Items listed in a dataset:

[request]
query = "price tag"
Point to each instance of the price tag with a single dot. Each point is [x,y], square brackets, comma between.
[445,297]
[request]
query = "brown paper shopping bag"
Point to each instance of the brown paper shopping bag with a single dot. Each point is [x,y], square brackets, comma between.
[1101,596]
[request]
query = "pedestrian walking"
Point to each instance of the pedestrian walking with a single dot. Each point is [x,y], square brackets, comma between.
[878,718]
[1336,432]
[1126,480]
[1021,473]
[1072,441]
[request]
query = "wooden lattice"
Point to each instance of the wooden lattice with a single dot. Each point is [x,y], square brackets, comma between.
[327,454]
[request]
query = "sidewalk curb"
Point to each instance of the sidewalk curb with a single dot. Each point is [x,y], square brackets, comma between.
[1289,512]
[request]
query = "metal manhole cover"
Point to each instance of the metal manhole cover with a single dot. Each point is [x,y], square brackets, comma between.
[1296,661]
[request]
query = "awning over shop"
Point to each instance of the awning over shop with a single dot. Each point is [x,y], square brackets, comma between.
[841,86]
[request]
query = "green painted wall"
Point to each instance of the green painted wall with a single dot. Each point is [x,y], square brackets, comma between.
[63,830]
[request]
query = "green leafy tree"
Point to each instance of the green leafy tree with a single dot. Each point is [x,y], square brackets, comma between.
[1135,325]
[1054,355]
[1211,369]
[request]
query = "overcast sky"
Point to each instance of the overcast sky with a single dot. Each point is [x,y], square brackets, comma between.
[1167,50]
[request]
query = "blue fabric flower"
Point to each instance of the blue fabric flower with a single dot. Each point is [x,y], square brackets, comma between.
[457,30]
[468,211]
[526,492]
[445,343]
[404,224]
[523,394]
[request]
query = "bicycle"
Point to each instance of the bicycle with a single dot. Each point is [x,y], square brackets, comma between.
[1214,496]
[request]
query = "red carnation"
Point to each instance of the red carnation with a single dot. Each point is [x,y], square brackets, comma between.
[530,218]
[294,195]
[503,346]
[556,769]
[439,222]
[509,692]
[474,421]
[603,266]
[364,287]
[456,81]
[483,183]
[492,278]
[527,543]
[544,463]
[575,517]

Task to carry out: Print all of the entries exactly as they are written.

Expected answer:
[request]
query = "price tag"
Point to each instance of the price tag with a single dot. Each point is [x,y], square brackets, comma between.
[445,297]
[request]
query = "brown paper shopping bag"
Point to each instance of the brown paper shopping bag with a single dot. Each point is [x,y], square brackets, comma between.
[1101,596]
[request]
query = "pedestrian walking"
Point to each instance of the pedestrian walking with a single dot. Each point is [x,y], square brackets, comma between.
[878,718]
[1336,432]
[1126,480]
[1021,473]
[1072,441]
[request]
query = "wooden lattice"
Point to each instance of the wooden lattice with a single dot. Each point is [x,y], square brackets, comma between.
[327,454]
[request]
query = "sidewalk curb"
Point to each instance of the sidewalk curb with a single dot. Each point is [x,y], square brackets, comma between.
[1289,512]
[request]
query = "metal manhole cover"
Point to each instance of the metal manhole cover with a single dot. Each point is [x,y], square brackets, comma between.
[1296,661]
[request]
query = "awning over shop"
Point to each instance of the awning over shop with a single dot. Each point is [x,y], square brackets, comma between.
[841,86]
[request]
query = "green painted wall"
Point to each instance of the green painted wall with a single dot. Each point is [x,y], square brackets, comma between.
[63,830]
[request]
query = "green leafy tree"
Point to each instance of the green leafy tree with a single dot. Each point is [x,y], square brackets, comma between.
[1135,325]
[1054,355]
[1211,369]
[request]
query = "overcast sky"
Point to each instance of the overcast sky with a single dot. Each point is [x,y], square brackets, comma between.
[1167,50]
[request]
query = "blue fabric flower"
Point to each instance of the blue fabric flower with a single dot. Each point is [x,y], square brackets, comma between.
[457,30]
[468,211]
[526,492]
[445,343]
[404,224]
[523,394]
[request]
query = "bicycle"
Point to each instance of the bicycle with a single dot. Each point is [x,y], square brackets, comma between.
[1214,496]
[request]
query = "red carnation"
Point to each instance of the red carnation with a single dot. Each point is [x,y], square brackets, comma between.
[530,218]
[294,195]
[503,346]
[556,769]
[439,222]
[509,692]
[474,421]
[603,266]
[364,287]
[456,81]
[483,183]
[492,278]
[527,543]
[544,463]
[575,517]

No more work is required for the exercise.